Put the lines below into a numbered list, skipping any blank lines and leaving the pictures out.

Data to use:

***

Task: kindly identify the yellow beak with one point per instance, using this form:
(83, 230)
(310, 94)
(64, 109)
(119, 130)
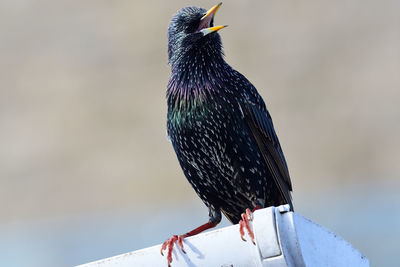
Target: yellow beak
(212, 11)
(206, 21)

***

Solution for this exercise:
1. Task: kindly identify the yellow beak with one point per instance, using this form:
2. (83, 230)
3. (310, 94)
4. (64, 109)
5. (119, 130)
6. Target: yellow beak
7. (212, 11)
8. (206, 21)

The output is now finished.